┌─ DATA FOR ANALYSIS

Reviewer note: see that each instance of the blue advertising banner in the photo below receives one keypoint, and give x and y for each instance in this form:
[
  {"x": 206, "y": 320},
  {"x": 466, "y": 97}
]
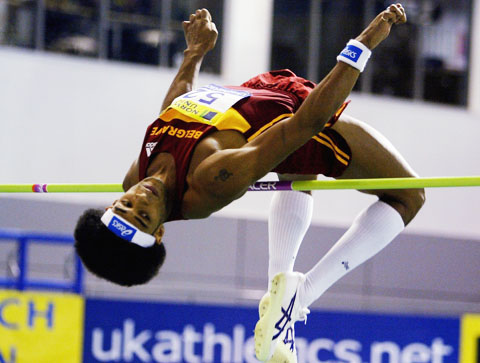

└─

YOUR OBJECTIVE
Apart from the pictures, every line of the data above should be given again exactly.

SOLUTION FOR THIS TASK
Reviewer note: see that each instance of the blue advertising banner in the photo below receives one keypoint, and give x and y for each instance in this form:
[
  {"x": 206, "y": 320},
  {"x": 466, "y": 97}
]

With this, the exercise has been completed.